● TRECHO DO TEXTO
- - -

Entrevista:O Estado inteligente

sábado, julho 05, 2008

VEJA Entrevista: Edwin Aldrin Hora de voltar à Lua


E, depois, de colonizar Marte. É o que propõe um
dos primeiros homens a pisar na superfície lunar


Marcelo Marthe

Amy Sussman/Getty Images

"Se chegar à Lua foi uma façanha magnífica, o que encontramos por lá não foi particularmente atraente. Foi desolador encarar o vazio daquele céu negro"

O americano Edwin Aldrin, de 78 anos, é um dos maiores heróis da exploração espacial. Em 20 de julho de 1969, ele e seu colega Neil Armstrong tornaram-se os primeiros homens a pisar na Lua. Comandante da missão Apollo 11, Armstrong saiu da nave minutos antes e proferiu a frase que imortalizaria a conquista: "É um pequeno passo para o homem, mas um grande salto para a humanidade". Isso não impediu que Aldrin seja hoje tão lembrado quanto ele (e bem mais que o terceiro integrante da missão, Michael Collins, que não chegou a descer na Lua). Aldrin prega a idéia de que, mais que estudar o espaço, o homem deve aventurar-se nele. É entusiasta da colonização de Marte e do turismo espacial promovido por empresas privadas – temas sobre os quais tem idéias engenhosas, embora polêmicas. Numa autobiografia de 1975, falou da espiral de alcoolismo e depressão em que entrou depois de se ver transformado em herói. "Buzz", como é conhecido, escreveu vários outros livros e foi homenageado no filme Toy Story. Por ocasião do lançamento de uma série de TV sobre os cinqüenta anos da Nasa (que estréia no domingo 6, às 21h, no canal Discovery), ele falou a VEJA por telefone, de seu escritório em Los Angeles.

Veja – Ao pisar na Lua, o senhor disse que observava uma "magnífica desolação". Como interpretar essa frase?
Aldrin – Para muita gente, minhas palavras contrastaram com o otimismo de meu colega Neil Armstrong, que sem dúvida produziu o grande registro histórico de nossa conquista ao dizer que a viagem representava um pequeno passo para um homem, mas um avanço tremendo para a humanidade. O que eu quis dizer foi justamente que, se chegar à Lua havia sido uma façanha magnífica, o que encontramos por lá, em si, não era particularmente atraente. Foi desolador encarar o vazio daquele céu negro, da total ausência de ar e de vida, aquela poeira cinzenta.

- - -

● TAREFAS A CUMPRIR
(A) Liste os três integrantes da missão Apollo 11 citados na entrevista com Edwin Aldrin.
(B) Prossiga a entrevista com Edwin Aldrin a partir da última resposta apresentada.
Os dados que vêm depois não precisam ser consultados.

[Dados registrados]
- - -

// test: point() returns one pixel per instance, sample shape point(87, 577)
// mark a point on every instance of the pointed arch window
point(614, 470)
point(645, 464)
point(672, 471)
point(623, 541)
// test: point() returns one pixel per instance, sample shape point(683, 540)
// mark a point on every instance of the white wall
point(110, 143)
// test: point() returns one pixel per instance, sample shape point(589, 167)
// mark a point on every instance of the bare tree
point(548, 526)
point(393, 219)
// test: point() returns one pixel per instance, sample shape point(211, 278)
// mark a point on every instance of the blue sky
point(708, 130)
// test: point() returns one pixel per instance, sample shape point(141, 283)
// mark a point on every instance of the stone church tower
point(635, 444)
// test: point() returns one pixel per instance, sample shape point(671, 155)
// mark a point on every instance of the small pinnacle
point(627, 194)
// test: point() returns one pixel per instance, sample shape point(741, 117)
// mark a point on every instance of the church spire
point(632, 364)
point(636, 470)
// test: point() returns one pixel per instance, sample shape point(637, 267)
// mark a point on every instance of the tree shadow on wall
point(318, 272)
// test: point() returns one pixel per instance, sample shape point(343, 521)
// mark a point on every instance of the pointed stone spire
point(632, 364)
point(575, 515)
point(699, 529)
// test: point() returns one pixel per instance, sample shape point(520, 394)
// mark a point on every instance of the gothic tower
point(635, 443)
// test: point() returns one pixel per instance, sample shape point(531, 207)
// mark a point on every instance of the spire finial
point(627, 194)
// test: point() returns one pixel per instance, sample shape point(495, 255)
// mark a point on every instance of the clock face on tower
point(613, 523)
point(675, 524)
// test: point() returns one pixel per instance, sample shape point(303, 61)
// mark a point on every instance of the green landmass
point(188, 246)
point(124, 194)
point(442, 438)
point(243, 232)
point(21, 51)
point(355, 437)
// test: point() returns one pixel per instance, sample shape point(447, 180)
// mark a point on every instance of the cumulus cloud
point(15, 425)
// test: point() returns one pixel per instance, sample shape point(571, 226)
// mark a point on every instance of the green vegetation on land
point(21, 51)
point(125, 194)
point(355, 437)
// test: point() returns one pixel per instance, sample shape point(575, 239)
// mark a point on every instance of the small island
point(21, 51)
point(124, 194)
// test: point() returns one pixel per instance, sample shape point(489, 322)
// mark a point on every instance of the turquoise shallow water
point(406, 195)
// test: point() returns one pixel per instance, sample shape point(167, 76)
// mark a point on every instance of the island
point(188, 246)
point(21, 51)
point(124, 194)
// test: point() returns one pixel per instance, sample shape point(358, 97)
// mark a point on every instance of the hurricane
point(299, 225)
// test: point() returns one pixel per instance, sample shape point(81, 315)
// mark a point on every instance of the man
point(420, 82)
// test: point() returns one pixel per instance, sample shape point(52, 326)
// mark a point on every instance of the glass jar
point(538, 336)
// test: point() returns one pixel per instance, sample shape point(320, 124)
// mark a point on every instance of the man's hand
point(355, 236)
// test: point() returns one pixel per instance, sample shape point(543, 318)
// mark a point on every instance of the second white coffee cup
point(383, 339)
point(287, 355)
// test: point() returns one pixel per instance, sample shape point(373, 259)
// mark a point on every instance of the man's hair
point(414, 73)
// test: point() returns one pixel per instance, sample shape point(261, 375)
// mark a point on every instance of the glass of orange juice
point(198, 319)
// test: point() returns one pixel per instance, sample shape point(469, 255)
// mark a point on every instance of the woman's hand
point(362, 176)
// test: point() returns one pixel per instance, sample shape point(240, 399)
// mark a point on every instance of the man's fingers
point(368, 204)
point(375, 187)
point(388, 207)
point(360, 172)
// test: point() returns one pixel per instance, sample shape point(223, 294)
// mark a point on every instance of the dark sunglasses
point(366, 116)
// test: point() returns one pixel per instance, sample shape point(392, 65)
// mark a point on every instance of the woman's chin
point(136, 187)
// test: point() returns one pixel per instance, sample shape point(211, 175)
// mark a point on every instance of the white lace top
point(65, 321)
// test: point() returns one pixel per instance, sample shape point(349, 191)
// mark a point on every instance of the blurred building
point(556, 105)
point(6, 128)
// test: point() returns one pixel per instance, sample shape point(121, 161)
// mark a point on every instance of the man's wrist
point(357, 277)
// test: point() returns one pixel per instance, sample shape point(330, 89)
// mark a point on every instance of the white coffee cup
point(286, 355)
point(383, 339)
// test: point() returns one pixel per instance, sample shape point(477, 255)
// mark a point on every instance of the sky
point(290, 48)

- - -

● RESULTADOS DO EXERCÍCIO
(A) Edwin Aldrin, Neil Armstrong e Michael Collins

(B)
Veja – Mas isso não foi exatamente uma surpresa...
Aldrin – Não, é claro. Nosso aprendizado sobre a Lua começou bem antes da viagem, a partir das fotografias que tiramos por meio da sonda Ranger, que enviou imagens de lá antes de se espatifar em seu solo. Os robôs do projeto Surveyor também já haviam alunissado e feito testes na superfície. Para não falar dos radares que colheram uma infinidade de dados. Por isso, ao chegar à Lua sabíamos em detalhes o que iríamos encontrar. Tivemos um susto no pouso, é verdade, pois houve problemas com o computador de bordo e chegamos com menos combustível do que gostaríamos. Mas não ficamos surpresos com nada. De qualquer forma, a visão que tivemos da Lua era impossível de ser recriada de antemão.

"Qualquer mudança de rumo malsucedida na Nasa pode significar anos de atraso. A passagem do projeto Apollo para o dos ônibus espaciais é exemplo disso. Foi um desvio daquilo que deveria ser o norte dos esforços americanos: um retorno à lua, enquanto nos preparamos para colonizar Marte"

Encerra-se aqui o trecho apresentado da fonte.